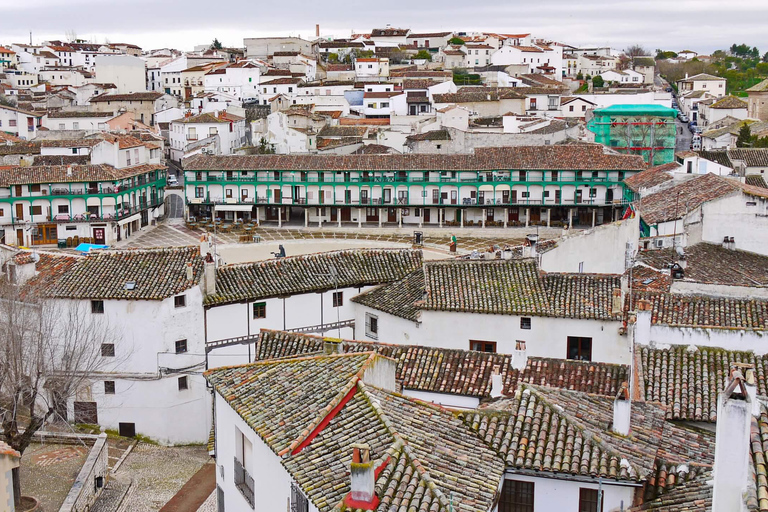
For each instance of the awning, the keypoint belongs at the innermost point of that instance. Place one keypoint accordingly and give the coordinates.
(233, 207)
(129, 219)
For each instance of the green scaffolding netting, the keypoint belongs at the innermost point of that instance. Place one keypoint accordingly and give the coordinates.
(645, 130)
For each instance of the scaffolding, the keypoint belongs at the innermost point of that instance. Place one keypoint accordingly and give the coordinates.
(645, 130)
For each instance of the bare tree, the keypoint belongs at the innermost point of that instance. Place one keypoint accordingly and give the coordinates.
(49, 351)
(635, 50)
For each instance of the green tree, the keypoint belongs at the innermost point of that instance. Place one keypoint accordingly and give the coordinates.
(744, 139)
(423, 54)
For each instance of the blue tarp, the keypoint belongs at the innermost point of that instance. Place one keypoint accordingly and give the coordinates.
(86, 248)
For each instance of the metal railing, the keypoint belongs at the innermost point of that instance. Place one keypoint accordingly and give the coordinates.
(244, 483)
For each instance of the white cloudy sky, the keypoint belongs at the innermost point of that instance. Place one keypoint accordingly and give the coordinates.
(700, 25)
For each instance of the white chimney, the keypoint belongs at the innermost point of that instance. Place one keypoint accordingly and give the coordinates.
(643, 323)
(520, 356)
(209, 276)
(622, 411)
(332, 346)
(497, 384)
(734, 420)
(362, 474)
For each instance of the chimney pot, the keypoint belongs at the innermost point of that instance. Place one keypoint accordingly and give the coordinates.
(732, 442)
(362, 474)
(332, 346)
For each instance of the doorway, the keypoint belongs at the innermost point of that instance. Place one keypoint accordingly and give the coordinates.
(99, 236)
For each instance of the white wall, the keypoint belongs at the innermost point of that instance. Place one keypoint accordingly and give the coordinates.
(551, 494)
(580, 249)
(125, 71)
(548, 337)
(272, 483)
(147, 332)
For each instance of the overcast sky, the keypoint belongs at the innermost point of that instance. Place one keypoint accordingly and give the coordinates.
(699, 25)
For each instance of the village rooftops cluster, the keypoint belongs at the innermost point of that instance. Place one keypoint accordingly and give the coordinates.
(514, 287)
(71, 173)
(304, 409)
(458, 372)
(136, 274)
(566, 157)
(674, 202)
(311, 272)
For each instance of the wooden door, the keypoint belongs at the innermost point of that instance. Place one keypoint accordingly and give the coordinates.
(99, 236)
(86, 412)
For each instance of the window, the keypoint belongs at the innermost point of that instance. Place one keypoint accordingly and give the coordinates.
(482, 346)
(588, 499)
(579, 348)
(516, 496)
(372, 326)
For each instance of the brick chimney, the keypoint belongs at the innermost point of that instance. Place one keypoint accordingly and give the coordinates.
(734, 419)
(362, 475)
(622, 411)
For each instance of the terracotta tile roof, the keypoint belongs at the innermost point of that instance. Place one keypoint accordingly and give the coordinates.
(460, 372)
(675, 202)
(729, 102)
(432, 135)
(389, 32)
(707, 311)
(310, 273)
(79, 173)
(761, 87)
(652, 176)
(570, 157)
(62, 114)
(342, 131)
(713, 264)
(310, 410)
(687, 379)
(479, 94)
(754, 157)
(20, 148)
(158, 274)
(135, 96)
(516, 288)
(283, 81)
(755, 180)
(5, 449)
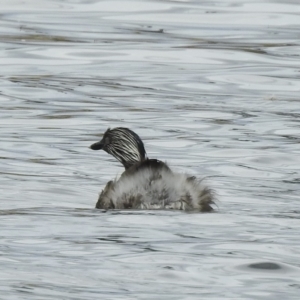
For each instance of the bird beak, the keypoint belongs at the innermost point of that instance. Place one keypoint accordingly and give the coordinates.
(97, 146)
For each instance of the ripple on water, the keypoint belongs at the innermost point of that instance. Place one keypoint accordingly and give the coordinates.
(208, 91)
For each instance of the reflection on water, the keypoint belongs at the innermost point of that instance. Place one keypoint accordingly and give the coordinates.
(210, 87)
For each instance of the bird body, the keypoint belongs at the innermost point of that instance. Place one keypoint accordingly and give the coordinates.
(148, 183)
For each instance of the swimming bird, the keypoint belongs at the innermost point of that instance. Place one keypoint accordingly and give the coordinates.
(148, 183)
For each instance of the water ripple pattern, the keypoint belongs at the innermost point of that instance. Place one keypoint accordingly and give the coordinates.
(212, 87)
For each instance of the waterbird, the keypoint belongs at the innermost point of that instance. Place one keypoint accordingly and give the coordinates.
(148, 183)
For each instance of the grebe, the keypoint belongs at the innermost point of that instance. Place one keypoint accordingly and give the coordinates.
(148, 183)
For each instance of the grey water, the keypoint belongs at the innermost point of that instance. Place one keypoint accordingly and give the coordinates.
(212, 87)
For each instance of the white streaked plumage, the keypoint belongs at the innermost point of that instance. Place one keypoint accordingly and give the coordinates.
(148, 183)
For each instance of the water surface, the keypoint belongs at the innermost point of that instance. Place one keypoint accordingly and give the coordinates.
(211, 87)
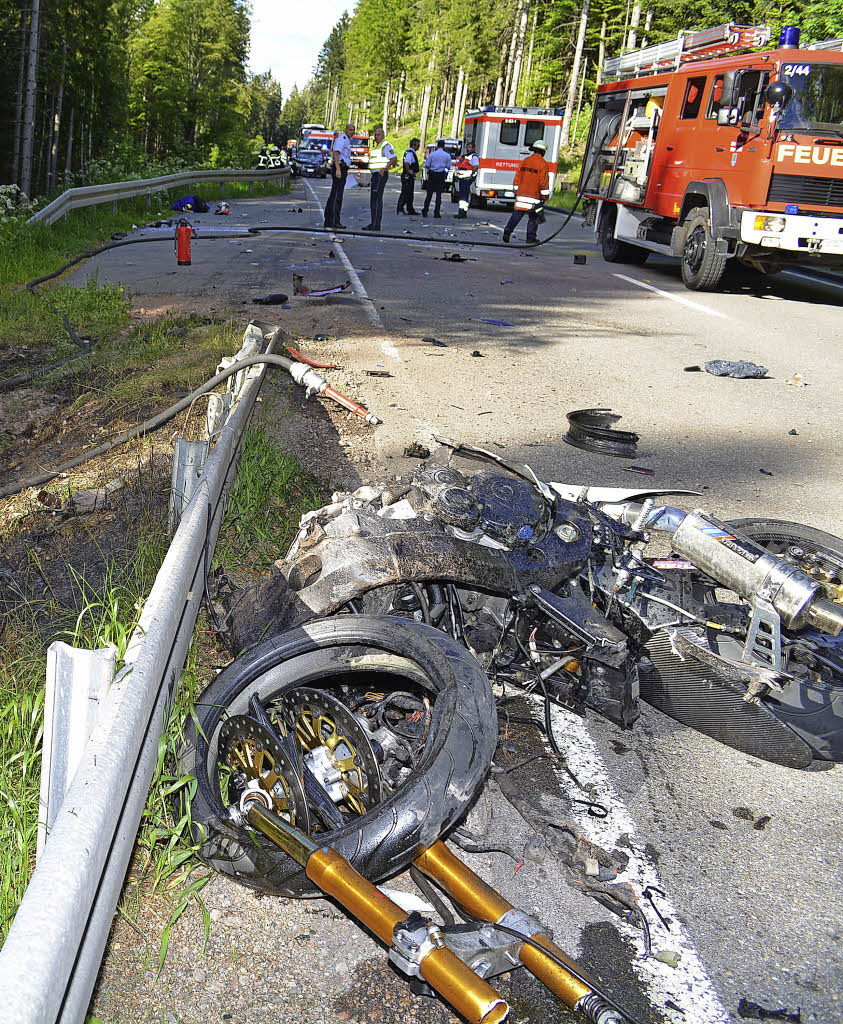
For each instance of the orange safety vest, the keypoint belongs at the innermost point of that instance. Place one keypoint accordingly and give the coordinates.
(532, 182)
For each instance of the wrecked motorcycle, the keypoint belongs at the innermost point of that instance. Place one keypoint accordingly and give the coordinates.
(403, 612)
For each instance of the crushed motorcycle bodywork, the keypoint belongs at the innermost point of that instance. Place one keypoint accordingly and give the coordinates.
(521, 572)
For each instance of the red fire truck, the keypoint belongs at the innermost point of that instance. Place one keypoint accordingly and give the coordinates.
(360, 150)
(502, 137)
(708, 150)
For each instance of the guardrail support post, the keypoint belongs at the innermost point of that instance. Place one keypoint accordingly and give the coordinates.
(188, 461)
(76, 682)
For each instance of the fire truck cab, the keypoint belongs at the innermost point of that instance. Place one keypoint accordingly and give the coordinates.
(716, 155)
(502, 137)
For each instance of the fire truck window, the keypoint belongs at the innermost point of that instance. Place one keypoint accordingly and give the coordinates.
(693, 97)
(714, 98)
(509, 131)
(534, 131)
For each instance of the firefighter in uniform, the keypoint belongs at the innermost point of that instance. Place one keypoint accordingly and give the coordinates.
(437, 163)
(411, 169)
(381, 158)
(465, 171)
(532, 186)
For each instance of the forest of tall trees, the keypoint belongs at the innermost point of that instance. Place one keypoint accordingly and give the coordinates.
(423, 65)
(92, 89)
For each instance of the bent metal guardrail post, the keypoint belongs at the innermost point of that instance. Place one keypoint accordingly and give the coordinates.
(51, 956)
(74, 199)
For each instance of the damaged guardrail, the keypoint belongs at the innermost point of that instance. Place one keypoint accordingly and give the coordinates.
(52, 953)
(74, 199)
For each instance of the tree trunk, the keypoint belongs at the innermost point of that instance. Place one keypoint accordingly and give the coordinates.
(647, 27)
(29, 101)
(564, 141)
(580, 100)
(635, 20)
(52, 170)
(519, 52)
(511, 51)
(458, 92)
(529, 72)
(18, 100)
(385, 125)
(69, 156)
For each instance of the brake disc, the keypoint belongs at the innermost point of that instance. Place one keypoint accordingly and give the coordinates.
(337, 748)
(256, 760)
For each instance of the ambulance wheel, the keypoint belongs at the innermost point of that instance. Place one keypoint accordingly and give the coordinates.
(703, 266)
(616, 251)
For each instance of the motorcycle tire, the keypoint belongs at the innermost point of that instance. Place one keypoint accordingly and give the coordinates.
(449, 772)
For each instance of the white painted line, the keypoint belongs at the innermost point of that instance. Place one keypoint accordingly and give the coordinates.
(356, 284)
(813, 281)
(688, 984)
(675, 298)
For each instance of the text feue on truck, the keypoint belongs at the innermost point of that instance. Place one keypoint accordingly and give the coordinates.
(704, 150)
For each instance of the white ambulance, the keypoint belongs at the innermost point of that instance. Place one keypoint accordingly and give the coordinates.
(502, 137)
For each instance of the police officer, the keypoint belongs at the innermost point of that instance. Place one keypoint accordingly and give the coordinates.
(465, 172)
(409, 172)
(340, 162)
(532, 187)
(381, 158)
(437, 163)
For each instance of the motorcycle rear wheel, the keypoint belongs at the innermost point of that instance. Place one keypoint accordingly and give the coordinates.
(448, 773)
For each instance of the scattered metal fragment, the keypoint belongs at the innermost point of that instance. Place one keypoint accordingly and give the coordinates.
(299, 288)
(755, 1012)
(416, 451)
(741, 370)
(591, 430)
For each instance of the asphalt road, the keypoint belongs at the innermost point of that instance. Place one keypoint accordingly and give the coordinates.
(754, 911)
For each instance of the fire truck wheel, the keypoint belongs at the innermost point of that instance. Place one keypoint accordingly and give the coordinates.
(703, 266)
(613, 249)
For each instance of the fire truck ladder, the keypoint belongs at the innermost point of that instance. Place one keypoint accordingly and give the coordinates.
(687, 46)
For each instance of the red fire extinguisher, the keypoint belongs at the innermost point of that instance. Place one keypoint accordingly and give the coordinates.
(183, 233)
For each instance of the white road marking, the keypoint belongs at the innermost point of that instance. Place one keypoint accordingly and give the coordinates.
(369, 307)
(812, 280)
(675, 298)
(687, 985)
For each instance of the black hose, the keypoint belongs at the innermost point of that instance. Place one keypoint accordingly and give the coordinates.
(148, 426)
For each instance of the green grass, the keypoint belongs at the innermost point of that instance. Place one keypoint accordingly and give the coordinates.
(271, 493)
(29, 251)
(109, 613)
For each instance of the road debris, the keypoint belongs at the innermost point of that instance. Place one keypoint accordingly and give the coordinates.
(755, 1012)
(299, 288)
(741, 370)
(416, 451)
(591, 430)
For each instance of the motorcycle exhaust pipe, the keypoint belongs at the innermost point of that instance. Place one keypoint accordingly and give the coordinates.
(429, 957)
(560, 974)
(753, 572)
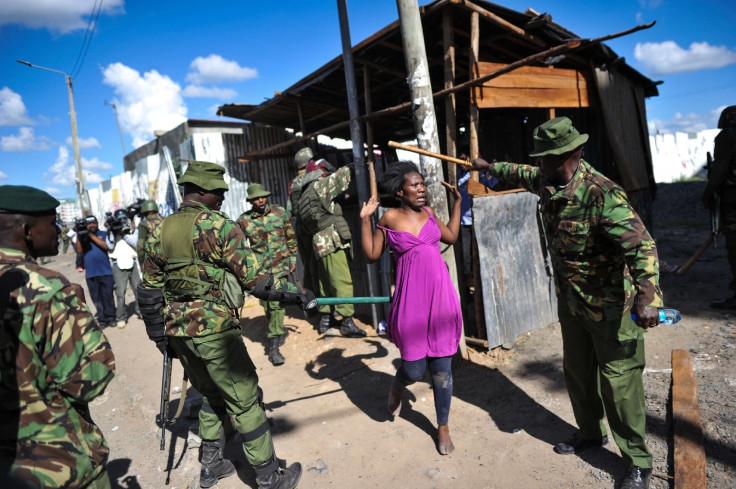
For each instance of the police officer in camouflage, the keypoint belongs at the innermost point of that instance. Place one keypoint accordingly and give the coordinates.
(304, 241)
(321, 219)
(271, 238)
(196, 267)
(606, 268)
(722, 181)
(55, 358)
(151, 219)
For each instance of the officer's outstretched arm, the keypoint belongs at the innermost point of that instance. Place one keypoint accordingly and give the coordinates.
(266, 290)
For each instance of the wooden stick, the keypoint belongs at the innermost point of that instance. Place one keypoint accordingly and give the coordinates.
(424, 152)
(689, 450)
(694, 258)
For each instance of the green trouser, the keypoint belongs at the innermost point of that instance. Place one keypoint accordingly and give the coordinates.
(335, 281)
(220, 368)
(603, 364)
(309, 261)
(102, 482)
(275, 317)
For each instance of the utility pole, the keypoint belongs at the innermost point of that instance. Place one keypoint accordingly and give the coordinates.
(356, 135)
(81, 190)
(115, 111)
(425, 121)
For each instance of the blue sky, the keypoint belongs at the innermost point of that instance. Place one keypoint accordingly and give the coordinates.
(161, 62)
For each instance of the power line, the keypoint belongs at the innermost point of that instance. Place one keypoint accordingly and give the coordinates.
(91, 26)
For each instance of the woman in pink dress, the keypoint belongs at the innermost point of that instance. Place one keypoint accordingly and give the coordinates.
(425, 320)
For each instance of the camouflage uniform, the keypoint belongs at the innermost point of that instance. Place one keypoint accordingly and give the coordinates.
(303, 239)
(56, 360)
(206, 335)
(605, 261)
(328, 245)
(145, 229)
(272, 240)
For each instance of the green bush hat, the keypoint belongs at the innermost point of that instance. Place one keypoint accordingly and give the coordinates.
(556, 136)
(205, 175)
(256, 190)
(21, 199)
(302, 157)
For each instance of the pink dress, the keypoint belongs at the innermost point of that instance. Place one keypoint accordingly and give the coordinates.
(425, 318)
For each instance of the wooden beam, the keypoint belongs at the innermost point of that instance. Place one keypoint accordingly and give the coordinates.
(689, 450)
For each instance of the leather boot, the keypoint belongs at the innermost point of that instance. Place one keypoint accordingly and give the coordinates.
(349, 329)
(274, 355)
(324, 323)
(214, 466)
(275, 475)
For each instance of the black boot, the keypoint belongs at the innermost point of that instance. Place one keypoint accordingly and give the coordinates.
(324, 323)
(214, 466)
(274, 355)
(275, 475)
(349, 329)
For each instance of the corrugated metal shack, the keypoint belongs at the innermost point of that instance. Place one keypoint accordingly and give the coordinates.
(465, 40)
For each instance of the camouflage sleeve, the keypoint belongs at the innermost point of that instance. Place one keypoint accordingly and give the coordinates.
(335, 184)
(237, 256)
(524, 176)
(76, 352)
(154, 261)
(624, 227)
(290, 238)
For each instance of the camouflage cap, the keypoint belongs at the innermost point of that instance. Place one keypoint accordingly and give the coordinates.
(556, 136)
(205, 175)
(256, 190)
(21, 199)
(302, 157)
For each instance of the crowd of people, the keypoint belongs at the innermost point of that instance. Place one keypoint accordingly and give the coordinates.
(197, 264)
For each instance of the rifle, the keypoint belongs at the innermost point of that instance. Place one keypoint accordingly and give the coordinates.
(163, 414)
(714, 206)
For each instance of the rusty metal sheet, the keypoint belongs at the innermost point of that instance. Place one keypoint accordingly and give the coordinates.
(516, 276)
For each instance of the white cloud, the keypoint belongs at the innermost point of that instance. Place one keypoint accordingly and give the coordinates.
(26, 140)
(85, 143)
(667, 58)
(12, 109)
(685, 122)
(145, 103)
(58, 16)
(63, 172)
(214, 69)
(204, 92)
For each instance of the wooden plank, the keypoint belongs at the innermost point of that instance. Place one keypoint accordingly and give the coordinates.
(689, 450)
(531, 86)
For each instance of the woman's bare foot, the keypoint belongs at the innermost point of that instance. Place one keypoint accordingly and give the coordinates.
(394, 401)
(444, 442)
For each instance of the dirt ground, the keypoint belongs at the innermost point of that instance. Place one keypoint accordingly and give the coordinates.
(328, 401)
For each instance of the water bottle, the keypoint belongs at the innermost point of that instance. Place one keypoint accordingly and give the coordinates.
(382, 328)
(666, 316)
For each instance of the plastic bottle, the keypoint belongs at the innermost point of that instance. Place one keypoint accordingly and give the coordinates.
(666, 316)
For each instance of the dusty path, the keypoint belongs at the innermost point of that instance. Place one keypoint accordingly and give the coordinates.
(328, 400)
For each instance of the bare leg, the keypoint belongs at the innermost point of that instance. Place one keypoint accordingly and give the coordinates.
(444, 442)
(394, 401)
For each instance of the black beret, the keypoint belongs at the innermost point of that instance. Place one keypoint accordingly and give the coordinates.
(21, 199)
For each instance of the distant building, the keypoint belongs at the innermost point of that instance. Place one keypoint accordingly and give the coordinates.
(68, 210)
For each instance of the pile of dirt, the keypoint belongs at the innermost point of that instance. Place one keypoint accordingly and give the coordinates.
(328, 401)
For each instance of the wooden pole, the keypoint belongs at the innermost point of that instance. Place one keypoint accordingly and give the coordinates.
(424, 152)
(689, 451)
(425, 121)
(356, 135)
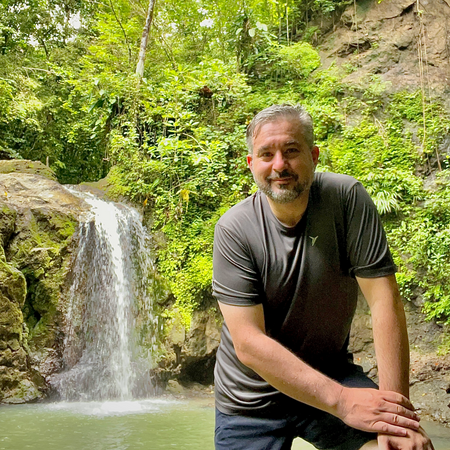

+ + + + + + +

Try it:
With the pictures left out, output exactly the lines from the one with "For each instance of the bare leg, the" through the end of the listing above, both ends included.

Answer section:
For each instance of the bare leg, the keypoint belongs at the innermost point of that instance. Place one keypoint accordingly and give the coordinates.
(444, 442)
(394, 401)
For each instance of the black beret, the keypoint belongs at the innermost point of that instance. Place one keypoint accordingly and give the coordinates.
(21, 199)
For each instance of the distant building, the keypoint belongs at the innermost point of that instance. Place one keypoint accordingly and give the coordinates.
(68, 210)
For each instance of the pile of dirt, the keypoint belongs at the innermost point of that instance. Place one keypoint accordingly and give the coordinates.
(328, 401)
For each instance of the wooden pole, the keypoint belongs at the innermost point of that instance. Place one keypoint accordingly and give the coordinates.
(424, 152)
(689, 451)
(425, 121)
(356, 135)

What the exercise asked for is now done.